# Hindi, Urdu, and Panjabi: <dhyaan>, <dihaan>, and <tavajo>



## panjabigator

adiibo,

I was wondering if you all could help clarify the difference between <dihaan> and <dhyaan>.  I have only ever heard <dihaan> but Karachi folk (Karachites?) and it surprised me.  I had originally thought that the Urdu choice would be <tavajo> (توجو), but several of my American born Urdu speaking friends (amriikii ahl-e-zubaan) told me they never use/hear that word.  What a conundrum.  

I know we are striving to avoid generalizations here, but could someone tell me which word would mark me as a foreigner in Pakistan?

Does <tavajo> have a nuanced meaning?  And am I using it correctly in the following sentence:

<mai.n uske hasiin chahre par mutavajo ho gaya>

In Panjabi, the word I would use is <tyàan> and I've never heard anything different.  Hamza sahib, perhaps you can address word choice in Pakistani Panjabi?  By the way, I use the "à" to reflect a falling tone.  

<aap logo.n ke javaabaat paDh.ne kaa muntazir huu.n>


PG


----------



## Illuminatus

Does there exist a word like _dihaan?
_I have only heard _dhyaan _ध्यान


----------



## panjabigator

I can't type Urdu too well on this computer, so check this entry under www.urduword.com :
http://urduword.com/search.php?Roman=dihaan


----------



## Illuminatus

The link you have sent is what I call Dhyaan.

Had it been Dihaan, the alif would have followed Ha and there won't have been Ya. (دھان)

You can use www.typeurdu.com


----------



## lcfatima

I just looked up tavajjoh in my dictionary and it is spelled with a /he/ ~ not a wow at the end.

Why is dhyaan in Hindi a different word than deyhaan in Urdu?

In the airport in Pakistan the announcer says: musaafir mutavajjoh ho(n).


----------



## panjabigator

> musaafir mutavajjoh ho(n).



And in India : <kripyaa dhyaan de.n>

Thanks for the spelling correction.  My <hijje> is in need of some <sudhaarna>ing.


----------



## Cilquiestsuens

lcfatima said:


> I just looked up tavajjoh in my dictionary and it is spelled with a /he/ ~ not a wow at the end.
> 
> Why is dhyaan in Hindi a different word than deyhaan in Urdu?
> 
> In the airport in Pakistan the announcer says: musaafir mutavajjoh ho(n).


 

Well I've heard more often . *tavajjoh farmaaiye* or *mulaaHiZah farmaaiye*


----------



## BP.

■ ■ ■

__SET OF TASKS__.
1. From the forum thread on dhyaan, dihaan, and tavajo, reproduce word for word the passage that begins at the words "<mai.n uske hasiin" and ends after "a falling tone.".
2. Pick up the forum thread on dhyaan, dihaan, and tavajo where it stops, and write the next part.

__PROVIDED MATERIAL__.
■ ■ ■

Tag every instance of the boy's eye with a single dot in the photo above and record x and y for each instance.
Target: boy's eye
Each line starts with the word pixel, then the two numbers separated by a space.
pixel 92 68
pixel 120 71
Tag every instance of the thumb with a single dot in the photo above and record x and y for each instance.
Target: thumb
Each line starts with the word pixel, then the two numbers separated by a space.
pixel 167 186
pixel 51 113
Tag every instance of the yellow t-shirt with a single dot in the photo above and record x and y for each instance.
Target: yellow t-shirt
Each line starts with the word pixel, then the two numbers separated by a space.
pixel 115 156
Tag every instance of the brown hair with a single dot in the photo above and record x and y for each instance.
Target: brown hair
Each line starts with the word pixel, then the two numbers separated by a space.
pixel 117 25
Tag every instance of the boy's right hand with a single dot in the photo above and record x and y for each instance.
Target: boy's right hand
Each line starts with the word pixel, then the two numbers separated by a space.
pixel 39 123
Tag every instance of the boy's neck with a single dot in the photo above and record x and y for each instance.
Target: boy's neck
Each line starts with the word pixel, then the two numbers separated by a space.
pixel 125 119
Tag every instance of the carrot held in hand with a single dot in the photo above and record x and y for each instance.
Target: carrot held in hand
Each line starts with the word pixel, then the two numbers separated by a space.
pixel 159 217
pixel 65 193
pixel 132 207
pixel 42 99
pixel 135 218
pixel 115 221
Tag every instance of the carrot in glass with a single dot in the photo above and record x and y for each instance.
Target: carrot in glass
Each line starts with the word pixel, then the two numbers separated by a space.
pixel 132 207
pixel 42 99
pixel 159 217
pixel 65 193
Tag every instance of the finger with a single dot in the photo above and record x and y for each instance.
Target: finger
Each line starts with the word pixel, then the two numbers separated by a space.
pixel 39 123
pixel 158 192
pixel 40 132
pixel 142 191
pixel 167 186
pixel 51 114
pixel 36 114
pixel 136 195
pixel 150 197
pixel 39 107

■ ■ ■

__RESPONSES TO THE TASKS__.
1.
<mai.n uske hasiin chahre par mutavajo ho gaya>

In Panjabi, the word I would use is <tyàan> and I've never heard anything different.  Hamza sahib, perhaps you can address word choice in Pakistani Panjabi?  By the way, I use the "à" to reflect a falling tone.

2.
The word is dhyaan, and is spelt this way even in Urdu. Its curious some people pronounce it dayhaan.

Tawaj-ja (Punjabiphones say -jo) means the same. You can use either and not be treated as a  foreigner. Yes it ends in a ~.


----------



## Faylasoof

BP,  The Arabic verb is 'tawajjaha' (5th verbal form), from 'wajaha' (the 1st form), and so the verbal noun of the former would be 'tawajjoh'. When pronounced well, you can hear the ending 'oh' slightly, and that is how we have always said it. If I understand you correctly, you do it different? You are absolutely correct though about the use of either in most circumstances. However, in official announcements I felt there was a tendency to use 'tawajjoh'. Perhaps because 'tawajjoh farmaeiN' sounds better. At least this used to be the case.


----------



## BP.

Turns out I've been spelling it wrong all my life! And pronouncing what I write.


----------



## lcfatima

Does anyone know why it is dhyaan in Hindi and deyhaan in Urdu? 

Like how the spelling of baa-wajood in devnaagri is eliciting the pronunciation distinction of the same word in Hindi and Urdu...so what is behind the difference here? How did a vowel creep in and cancel the aspiration of the /d/ in Urdu?


----------



## Cilquiestsuens

Honestly, I don't think it is pronounced Dehaan in Urdu!!!

The fact is that it is pronounced d(h)e-aan.... in Pakistan.

*dh* is often turned to *d* by Punjabi speakers (not talking of pure punjabi where it is pronounced tê-aan ), and anyway, all the series of aspirate voiced plosive consonants are not really pronounced with an aspiration in Pakistan (bh, dh, gh, Dh, etc.), then it is much closer to d, or simply d (as it is in some dialects of Punjabi).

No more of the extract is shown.